(WHAT TO PRODUCE) Give the lines below, from the first line through the line holding "523L831 27L0 1L0", inclusive, as a Markdown table with the columns Row and Line, skipping blank lines. Leave the pictures out of the answer.

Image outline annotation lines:
━━━━

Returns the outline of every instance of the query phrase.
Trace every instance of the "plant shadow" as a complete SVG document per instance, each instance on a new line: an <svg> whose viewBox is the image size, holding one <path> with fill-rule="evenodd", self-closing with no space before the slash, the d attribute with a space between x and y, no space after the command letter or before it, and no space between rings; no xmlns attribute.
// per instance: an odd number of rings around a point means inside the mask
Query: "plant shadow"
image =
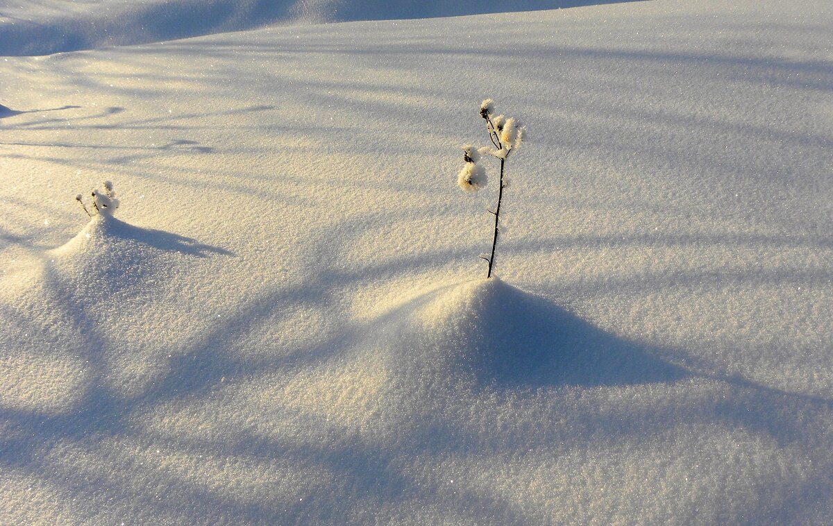
<svg viewBox="0 0 833 526"><path fill-rule="evenodd" d="M199 243L197 240L165 231L135 226L110 217L107 219L107 233L121 239L130 240L162 251L180 252L197 257L207 257L210 254L234 256L231 251L219 246Z"/></svg>

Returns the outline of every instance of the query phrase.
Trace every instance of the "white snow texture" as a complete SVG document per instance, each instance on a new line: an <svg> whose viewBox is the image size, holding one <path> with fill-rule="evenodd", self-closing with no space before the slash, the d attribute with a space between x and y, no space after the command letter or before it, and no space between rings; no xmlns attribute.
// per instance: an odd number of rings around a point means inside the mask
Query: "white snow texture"
<svg viewBox="0 0 833 526"><path fill-rule="evenodd" d="M833 523L831 27L0 1L0 524Z"/></svg>

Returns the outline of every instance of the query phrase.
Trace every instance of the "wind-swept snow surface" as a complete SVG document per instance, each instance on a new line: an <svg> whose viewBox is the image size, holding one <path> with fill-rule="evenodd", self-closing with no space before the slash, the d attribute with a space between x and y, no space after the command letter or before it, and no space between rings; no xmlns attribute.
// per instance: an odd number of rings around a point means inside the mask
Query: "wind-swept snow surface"
<svg viewBox="0 0 833 526"><path fill-rule="evenodd" d="M269 24L453 17L614 0L0 0L0 56L49 55ZM619 0L631 2L633 0Z"/></svg>
<svg viewBox="0 0 833 526"><path fill-rule="evenodd" d="M0 523L831 523L831 27L662 1L0 59ZM528 132L490 280L487 97Z"/></svg>

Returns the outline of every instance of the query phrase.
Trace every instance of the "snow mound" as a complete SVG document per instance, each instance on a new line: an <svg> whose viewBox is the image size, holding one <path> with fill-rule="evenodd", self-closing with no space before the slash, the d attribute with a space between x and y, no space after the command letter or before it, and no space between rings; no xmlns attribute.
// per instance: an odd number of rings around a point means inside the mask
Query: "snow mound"
<svg viewBox="0 0 833 526"><path fill-rule="evenodd" d="M49 251L57 276L74 285L77 296L93 302L125 299L164 280L183 256L205 257L226 251L166 232L95 216L66 244Z"/></svg>
<svg viewBox="0 0 833 526"><path fill-rule="evenodd" d="M498 278L451 285L386 316L392 374L481 387L671 382L685 370Z"/></svg>
<svg viewBox="0 0 833 526"><path fill-rule="evenodd" d="M321 23L454 17L555 9L600 0L379 2L378 0L109 0L50 11L21 2L0 12L0 55L57 52L164 42L270 24ZM101 4L104 4L103 6ZM106 14L102 14L106 13ZM4 22L6 23L2 23Z"/></svg>

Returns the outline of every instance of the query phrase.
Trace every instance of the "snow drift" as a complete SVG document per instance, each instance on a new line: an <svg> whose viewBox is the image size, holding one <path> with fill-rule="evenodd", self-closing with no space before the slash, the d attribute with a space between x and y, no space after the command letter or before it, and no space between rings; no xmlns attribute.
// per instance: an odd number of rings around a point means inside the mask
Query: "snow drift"
<svg viewBox="0 0 833 526"><path fill-rule="evenodd" d="M612 1L612 0L611 0ZM605 3L604 0L142 0L50 12L34 2L0 11L0 55L48 55L162 42L269 24L451 17ZM38 11L44 14L38 17ZM12 16L10 16L12 15ZM32 15L34 19L32 20Z"/></svg>

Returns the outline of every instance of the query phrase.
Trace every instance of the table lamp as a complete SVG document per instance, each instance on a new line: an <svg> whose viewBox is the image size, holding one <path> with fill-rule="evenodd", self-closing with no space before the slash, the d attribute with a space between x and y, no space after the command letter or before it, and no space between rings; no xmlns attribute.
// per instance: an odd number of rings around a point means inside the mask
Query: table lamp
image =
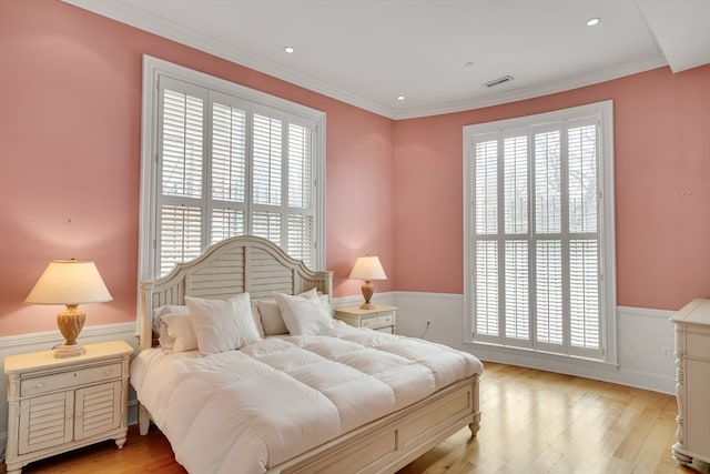
<svg viewBox="0 0 710 474"><path fill-rule="evenodd" d="M364 280L363 283L363 296L365 302L361 304L361 310L372 310L375 306L369 302L375 293L375 285L372 284L372 280L387 280L385 270L379 263L377 256L359 256L353 266L353 271L348 276L349 280Z"/></svg>
<svg viewBox="0 0 710 474"><path fill-rule="evenodd" d="M93 262L53 260L37 281L24 301L38 304L65 304L67 310L57 315L57 325L64 336L64 344L54 349L54 357L73 357L87 350L77 344L87 313L79 304L103 303L113 297Z"/></svg>

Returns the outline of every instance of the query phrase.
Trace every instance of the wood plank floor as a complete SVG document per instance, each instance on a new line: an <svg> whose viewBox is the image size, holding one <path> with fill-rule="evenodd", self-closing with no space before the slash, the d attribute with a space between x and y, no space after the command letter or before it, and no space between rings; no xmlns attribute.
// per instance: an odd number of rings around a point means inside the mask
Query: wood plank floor
<svg viewBox="0 0 710 474"><path fill-rule="evenodd" d="M481 428L439 444L399 474L584 473L710 474L710 465L677 465L676 399L587 379L486 363ZM2 470L4 473L4 466ZM185 474L154 427L30 464L23 474ZM346 474L346 473L344 473Z"/></svg>

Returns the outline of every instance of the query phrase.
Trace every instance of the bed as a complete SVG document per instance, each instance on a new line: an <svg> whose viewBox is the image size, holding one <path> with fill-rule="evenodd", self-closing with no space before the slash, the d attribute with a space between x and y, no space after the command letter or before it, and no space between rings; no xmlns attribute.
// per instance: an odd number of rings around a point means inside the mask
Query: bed
<svg viewBox="0 0 710 474"><path fill-rule="evenodd" d="M395 472L463 427L475 436L480 362L335 321L332 291L332 272L255 236L142 282L131 365L141 434L154 423L193 474ZM185 306L200 344L174 325ZM213 309L242 314L239 327Z"/></svg>

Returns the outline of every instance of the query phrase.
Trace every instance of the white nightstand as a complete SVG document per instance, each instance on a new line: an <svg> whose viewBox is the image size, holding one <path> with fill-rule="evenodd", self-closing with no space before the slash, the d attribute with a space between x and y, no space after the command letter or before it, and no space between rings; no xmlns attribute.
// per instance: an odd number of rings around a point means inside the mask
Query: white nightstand
<svg viewBox="0 0 710 474"><path fill-rule="evenodd" d="M125 341L84 345L87 353L55 359L52 351L8 355L8 474L32 461L115 440L128 432L129 357Z"/></svg>
<svg viewBox="0 0 710 474"><path fill-rule="evenodd" d="M677 443L680 464L710 463L710 300L698 299L670 319L676 325Z"/></svg>
<svg viewBox="0 0 710 474"><path fill-rule="evenodd" d="M359 306L336 307L335 317L355 327L395 333L397 325L397 306L375 304L372 310L361 310Z"/></svg>

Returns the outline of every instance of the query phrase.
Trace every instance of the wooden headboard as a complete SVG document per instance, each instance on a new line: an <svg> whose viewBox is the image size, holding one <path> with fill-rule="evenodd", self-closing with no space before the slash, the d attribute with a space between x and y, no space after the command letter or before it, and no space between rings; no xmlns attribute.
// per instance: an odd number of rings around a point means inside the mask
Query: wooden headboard
<svg viewBox="0 0 710 474"><path fill-rule="evenodd" d="M153 311L165 304L185 304L185 296L225 300L248 292L252 300L262 300L272 299L274 292L298 294L312 288L331 295L333 272L308 270L266 239L224 240L165 276L141 282L140 350L152 345Z"/></svg>

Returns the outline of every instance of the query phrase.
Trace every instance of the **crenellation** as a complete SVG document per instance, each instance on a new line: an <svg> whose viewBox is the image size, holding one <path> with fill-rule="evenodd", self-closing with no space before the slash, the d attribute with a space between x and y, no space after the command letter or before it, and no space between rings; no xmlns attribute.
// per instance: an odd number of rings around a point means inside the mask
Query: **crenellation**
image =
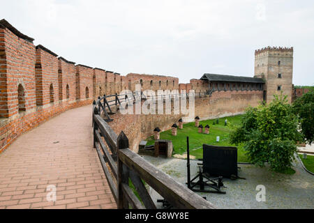
<svg viewBox="0 0 314 223"><path fill-rule="evenodd" d="M260 79L254 82L236 76L230 81L209 82L202 78L179 84L179 79L172 76L137 73L123 76L102 68L75 65L41 45L36 47L33 40L6 21L0 20L0 151L17 137L50 117L90 105L93 99L104 94L134 91L136 84L141 85L142 91L150 89L156 93L194 90L198 93L212 90L210 95L197 100L195 111L202 118L243 112L248 105L255 106L263 100L263 90L268 101L278 92L278 84L284 93L291 95L292 93L293 47L268 47L255 51L255 76L262 78L265 84ZM209 109L204 109L204 106ZM169 121L173 123L179 118L179 115L164 119L147 116L140 120L139 116L126 116L114 128L124 130L128 123L126 132L136 148L141 135L146 137L147 130L155 128L157 123L167 129ZM135 134L134 130L142 132L142 134Z"/></svg>

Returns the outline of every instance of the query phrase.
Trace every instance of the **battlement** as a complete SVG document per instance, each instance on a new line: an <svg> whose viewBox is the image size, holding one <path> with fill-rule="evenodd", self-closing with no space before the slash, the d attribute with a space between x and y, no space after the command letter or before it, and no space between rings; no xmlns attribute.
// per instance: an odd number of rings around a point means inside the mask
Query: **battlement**
<svg viewBox="0 0 314 223"><path fill-rule="evenodd" d="M260 49L255 50L255 55L259 54L268 51L278 51L278 52L293 52L293 47L270 47L268 46L267 47L262 48Z"/></svg>

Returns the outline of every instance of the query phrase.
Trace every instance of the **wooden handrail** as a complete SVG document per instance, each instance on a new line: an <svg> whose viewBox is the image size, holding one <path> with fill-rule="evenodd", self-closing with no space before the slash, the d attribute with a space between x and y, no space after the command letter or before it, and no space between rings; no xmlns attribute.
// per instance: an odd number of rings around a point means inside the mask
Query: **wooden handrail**
<svg viewBox="0 0 314 223"><path fill-rule="evenodd" d="M104 99L105 97L93 103L94 145L118 208L156 208L142 180L174 208L216 208L210 202L130 151L125 134L121 132L117 136L101 118L98 103ZM140 199L130 189L130 180Z"/></svg>
<svg viewBox="0 0 314 223"><path fill-rule="evenodd" d="M118 157L128 168L177 208L214 209L215 206L128 148L119 149Z"/></svg>

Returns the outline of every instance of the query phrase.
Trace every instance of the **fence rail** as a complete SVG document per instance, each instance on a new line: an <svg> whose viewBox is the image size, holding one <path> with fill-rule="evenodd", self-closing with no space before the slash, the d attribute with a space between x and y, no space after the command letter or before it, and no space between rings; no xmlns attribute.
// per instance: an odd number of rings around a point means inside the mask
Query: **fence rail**
<svg viewBox="0 0 314 223"><path fill-rule="evenodd" d="M174 208L216 208L210 202L130 151L125 134L121 132L117 136L100 116L100 111L105 111L104 98L99 98L93 103L94 146L118 208L156 208L145 185L155 190ZM114 102L119 103L117 98ZM129 180L140 199L130 187Z"/></svg>
<svg viewBox="0 0 314 223"><path fill-rule="evenodd" d="M114 114L114 107L117 111L119 110L119 105L121 103L135 103L137 100L152 100L154 101L164 102L167 99L169 100L177 100L182 97L186 97L188 100L190 96L202 97L206 95L211 95L211 92L199 92L199 93L178 93L178 94L169 94L169 95L145 95L143 92L133 92L130 94L121 94L121 95L104 95L103 97L98 97L97 101L94 101L93 104L97 105L97 112L93 110L93 112L100 114L102 112L106 118L105 119L107 122L112 121L113 119L110 118L110 115ZM93 119L94 120L94 119Z"/></svg>

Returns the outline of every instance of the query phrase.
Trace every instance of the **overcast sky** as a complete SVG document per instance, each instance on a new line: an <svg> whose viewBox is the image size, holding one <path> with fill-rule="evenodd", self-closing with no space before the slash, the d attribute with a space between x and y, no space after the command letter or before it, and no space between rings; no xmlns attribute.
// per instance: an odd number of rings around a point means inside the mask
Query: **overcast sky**
<svg viewBox="0 0 314 223"><path fill-rule="evenodd" d="M292 46L293 83L314 84L314 1L0 1L0 18L77 63L186 83L253 77L255 49Z"/></svg>

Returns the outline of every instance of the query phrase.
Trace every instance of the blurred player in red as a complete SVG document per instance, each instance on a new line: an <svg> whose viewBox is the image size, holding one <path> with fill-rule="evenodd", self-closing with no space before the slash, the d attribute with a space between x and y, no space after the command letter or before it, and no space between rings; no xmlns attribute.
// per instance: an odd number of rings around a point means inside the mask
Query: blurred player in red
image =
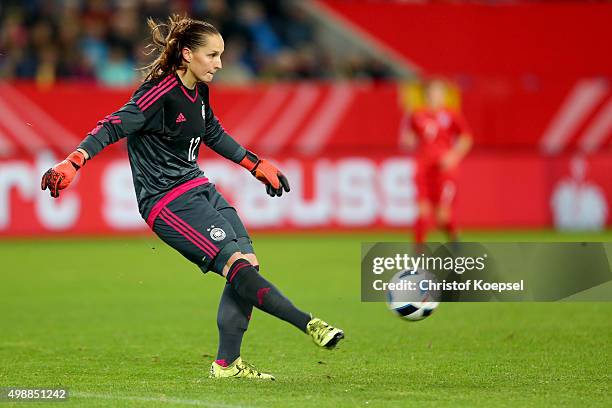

━━━━

(EXERCISE SOLUTION)
| Row | Line |
|---|---|
| 1 | Returns the outline of every instance of the query phrase. |
| 2 | Trace every instance of the "plant shadow" as a complete SVG document per instance, each instance on a new line: an <svg> whose viewBox is the image size, holding one <path> with fill-rule="evenodd", self-closing with no space before the slash, the d attribute with a space between x and y, no space after the command letter or before it, and no space between rings; no xmlns attribute. |
| 3 | // per instance: an odd number of rings around a point means inside the mask |
| 4 | Query: "plant shadow" |
| 5 | image = |
| 6 | <svg viewBox="0 0 833 526"><path fill-rule="evenodd" d="M199 243L197 240L165 231L135 226L110 217L107 219L107 233L121 239L130 240L162 251L180 252L197 257L207 257L210 254L234 256L231 251L219 246Z"/></svg> |
| 7 | Returns the outline of every instance of the query phrase. |
| 8 | Trace every instance of the "white snow texture" as a complete SVG document per instance, each instance on a new line: an <svg> whose viewBox is the image size, holding one <path> with fill-rule="evenodd", self-closing with no space before the slash, the d attribute with a space between x and y, no space after the command letter or before it, and no space between rings; no xmlns attribute. |
| 9 | // per instance: an odd number of rings around a point means inside the mask |
| 10 | Query: "white snow texture" |
| 11 | <svg viewBox="0 0 833 526"><path fill-rule="evenodd" d="M833 523L831 27L0 1L0 524Z"/></svg> |